→ **YOUR TASK**: From the line containing "fence accordingly and provide integer pixel coordinates." to the end of the entries, return every line exactly, both ends included, and add nothing.

→ **RECORDS FOR THE TASK**:
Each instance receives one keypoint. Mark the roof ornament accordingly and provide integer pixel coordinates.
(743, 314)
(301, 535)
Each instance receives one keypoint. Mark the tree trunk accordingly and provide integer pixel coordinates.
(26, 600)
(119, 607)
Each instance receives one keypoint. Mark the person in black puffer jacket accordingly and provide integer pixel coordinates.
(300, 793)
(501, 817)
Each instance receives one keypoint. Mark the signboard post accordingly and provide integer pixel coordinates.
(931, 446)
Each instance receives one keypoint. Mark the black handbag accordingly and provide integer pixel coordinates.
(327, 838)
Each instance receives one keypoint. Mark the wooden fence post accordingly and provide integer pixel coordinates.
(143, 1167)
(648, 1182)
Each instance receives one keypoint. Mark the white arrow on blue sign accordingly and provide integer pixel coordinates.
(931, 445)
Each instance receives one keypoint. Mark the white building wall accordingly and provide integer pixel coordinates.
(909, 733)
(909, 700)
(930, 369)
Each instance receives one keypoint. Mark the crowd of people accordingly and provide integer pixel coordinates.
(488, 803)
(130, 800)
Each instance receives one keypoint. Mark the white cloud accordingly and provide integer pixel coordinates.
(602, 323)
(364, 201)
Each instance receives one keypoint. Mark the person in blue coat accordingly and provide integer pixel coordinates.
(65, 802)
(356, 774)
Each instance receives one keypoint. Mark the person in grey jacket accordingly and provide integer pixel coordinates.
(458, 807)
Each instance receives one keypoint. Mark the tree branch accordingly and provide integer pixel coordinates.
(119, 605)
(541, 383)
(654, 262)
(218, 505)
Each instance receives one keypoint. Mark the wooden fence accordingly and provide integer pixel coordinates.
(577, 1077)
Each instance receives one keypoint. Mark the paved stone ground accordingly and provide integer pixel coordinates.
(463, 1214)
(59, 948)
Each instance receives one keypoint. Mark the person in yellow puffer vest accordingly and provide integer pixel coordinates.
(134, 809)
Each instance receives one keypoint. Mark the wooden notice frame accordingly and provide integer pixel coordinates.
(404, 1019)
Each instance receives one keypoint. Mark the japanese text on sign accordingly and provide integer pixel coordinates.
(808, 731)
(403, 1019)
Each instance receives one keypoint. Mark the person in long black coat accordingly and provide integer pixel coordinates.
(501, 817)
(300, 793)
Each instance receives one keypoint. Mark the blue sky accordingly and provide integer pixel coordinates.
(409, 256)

→ **EXERCISE OUTPUT**:
Each instance receives one keypoint. Mark the wooden fence accordingly and provide integer pixel coordinates.
(577, 1077)
Each instance receives one keypoint. Mark the paved stone ground accordingly and provide integer pixel coordinates.
(463, 1214)
(59, 948)
Each instance receives one keypoint. Mark the person in yellow puffer vest accordingly and provide integer pixel coordinates.
(134, 809)
Each instance receives one keypoint. Mark the wooden notice frame accordingly and provide integer pixel coordinates.
(404, 1019)
Each instance receives one keypoint. Mark the japanese text on sign accordingly and provide integer pixel coordinates.
(808, 731)
(403, 1019)
Each instance receives one keypoint. Mark the person in long black coat accordingly and provide integer pixel coordinates.
(501, 817)
(300, 793)
Each instance receives one keypoint. Mark the blue sky accordingly and provide integer pixel coordinates.
(409, 256)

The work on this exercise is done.